DATA LINES start
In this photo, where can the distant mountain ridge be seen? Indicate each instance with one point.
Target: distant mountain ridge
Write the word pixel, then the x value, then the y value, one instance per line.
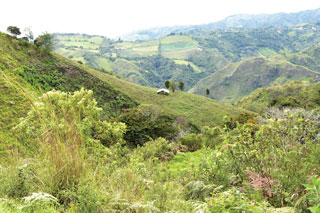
pixel 234 21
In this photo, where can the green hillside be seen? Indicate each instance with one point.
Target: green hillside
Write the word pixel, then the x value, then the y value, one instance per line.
pixel 294 94
pixel 197 109
pixel 24 65
pixel 238 80
pixel 191 56
pixel 24 68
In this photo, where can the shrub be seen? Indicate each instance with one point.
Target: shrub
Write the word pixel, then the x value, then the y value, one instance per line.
pixel 192 141
pixel 146 122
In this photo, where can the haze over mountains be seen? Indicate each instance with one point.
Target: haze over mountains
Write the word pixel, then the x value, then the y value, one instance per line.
pixel 85 128
pixel 197 55
pixel 234 21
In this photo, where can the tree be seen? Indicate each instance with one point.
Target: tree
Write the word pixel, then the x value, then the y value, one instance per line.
pixel 167 84
pixel 181 85
pixel 28 34
pixel 46 41
pixel 14 31
pixel 173 86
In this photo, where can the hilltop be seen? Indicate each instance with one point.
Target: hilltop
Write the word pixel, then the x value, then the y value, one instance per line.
pixel 238 80
pixel 234 21
pixel 24 67
pixel 294 94
pixel 188 57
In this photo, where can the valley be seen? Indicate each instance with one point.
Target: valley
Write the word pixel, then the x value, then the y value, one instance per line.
pixel 83 127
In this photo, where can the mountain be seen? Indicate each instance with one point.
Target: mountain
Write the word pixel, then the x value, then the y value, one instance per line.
pixel 238 80
pixel 295 94
pixel 234 21
pixel 188 58
pixel 27 71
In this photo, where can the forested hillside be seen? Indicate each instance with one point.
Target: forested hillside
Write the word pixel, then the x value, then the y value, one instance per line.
pixel 75 138
pixel 192 56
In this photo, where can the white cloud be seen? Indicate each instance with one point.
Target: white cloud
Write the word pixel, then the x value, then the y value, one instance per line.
pixel 116 17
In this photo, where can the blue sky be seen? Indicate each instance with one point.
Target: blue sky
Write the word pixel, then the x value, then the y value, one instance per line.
pixel 117 17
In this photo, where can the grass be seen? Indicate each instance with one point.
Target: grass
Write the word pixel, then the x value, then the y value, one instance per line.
pixel 197 109
pixel 238 80
pixel 185 162
pixel 294 94
pixel 195 67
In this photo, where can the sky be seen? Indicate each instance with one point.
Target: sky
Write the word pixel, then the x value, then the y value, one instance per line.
pixel 113 18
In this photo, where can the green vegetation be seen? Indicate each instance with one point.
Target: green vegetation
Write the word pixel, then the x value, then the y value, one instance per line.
pixel 294 94
pixel 78 139
pixel 196 109
pixel 238 80
pixel 198 54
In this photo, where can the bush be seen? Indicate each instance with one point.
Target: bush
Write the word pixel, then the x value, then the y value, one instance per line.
pixel 192 141
pixel 145 123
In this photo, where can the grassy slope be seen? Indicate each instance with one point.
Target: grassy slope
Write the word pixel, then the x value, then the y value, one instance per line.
pixel 22 65
pixel 240 79
pixel 296 94
pixel 199 110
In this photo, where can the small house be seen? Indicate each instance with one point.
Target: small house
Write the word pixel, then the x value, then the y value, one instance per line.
pixel 163 92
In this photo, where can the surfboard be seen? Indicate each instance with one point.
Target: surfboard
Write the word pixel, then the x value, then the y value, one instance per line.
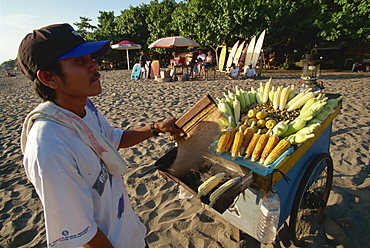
pixel 231 54
pixel 249 54
pixel 136 71
pixel 154 68
pixel 221 60
pixel 242 57
pixel 238 53
pixel 257 48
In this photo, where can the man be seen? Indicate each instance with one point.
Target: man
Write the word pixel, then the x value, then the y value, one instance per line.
pixel 200 58
pixel 143 63
pixel 250 72
pixel 70 150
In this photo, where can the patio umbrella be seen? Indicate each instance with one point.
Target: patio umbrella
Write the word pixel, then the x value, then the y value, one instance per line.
pixel 126 45
pixel 175 41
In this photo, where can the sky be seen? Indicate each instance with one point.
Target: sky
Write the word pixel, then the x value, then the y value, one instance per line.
pixel 20 17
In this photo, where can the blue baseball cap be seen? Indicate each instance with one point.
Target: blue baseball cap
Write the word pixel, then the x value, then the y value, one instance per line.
pixel 60 41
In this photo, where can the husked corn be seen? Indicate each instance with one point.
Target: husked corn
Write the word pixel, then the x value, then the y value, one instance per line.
pixel 252 144
pixel 238 141
pixel 231 140
pixel 279 149
pixel 261 143
pixel 248 134
pixel 271 143
pixel 223 141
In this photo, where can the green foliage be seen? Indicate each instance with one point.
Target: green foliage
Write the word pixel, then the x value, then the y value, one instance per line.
pixel 9 64
pixel 290 24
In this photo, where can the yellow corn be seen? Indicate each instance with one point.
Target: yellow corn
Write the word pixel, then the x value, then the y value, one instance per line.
pixel 231 140
pixel 223 141
pixel 252 144
pixel 238 141
pixel 218 192
pixel 248 134
pixel 261 143
pixel 279 149
pixel 301 101
pixel 271 143
pixel 210 183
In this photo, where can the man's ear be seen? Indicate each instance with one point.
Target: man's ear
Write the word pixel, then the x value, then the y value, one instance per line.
pixel 47 78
DATA LINES end
THE EXERCISE: Reproduce the entries from the line containing "In this photo, where can the mountain" through the line containing "pixel 117 17", swapping "Indicate" for "Mark" and leaving everything else unchanged.

REPLY:
In this photo, where can the mountain be seen? Mark each instance with one point.
Target: mountain
Write the word pixel, then the x value, then the y value, one instance per line.
pixel 238 80
pixel 295 94
pixel 234 21
pixel 188 58
pixel 27 71
In this photo, where can the forested hillside be seen? Mark each instance with one point.
Target: forested hillside
Write the word pixel, then the x value, then the y value, one instance per line.
pixel 75 138
pixel 192 56
In this photo, where can the white cloud be seen? Mark each instance with one point.
Target: white cloud
Write the word pixel, then the x value, then the y value, one instance per line.
pixel 116 17
In this photo, where can the blue sky be seen? Mark each instance with one point.
Target: blue sky
Write the word pixel, then the x value, then the y value, one instance per line.
pixel 117 17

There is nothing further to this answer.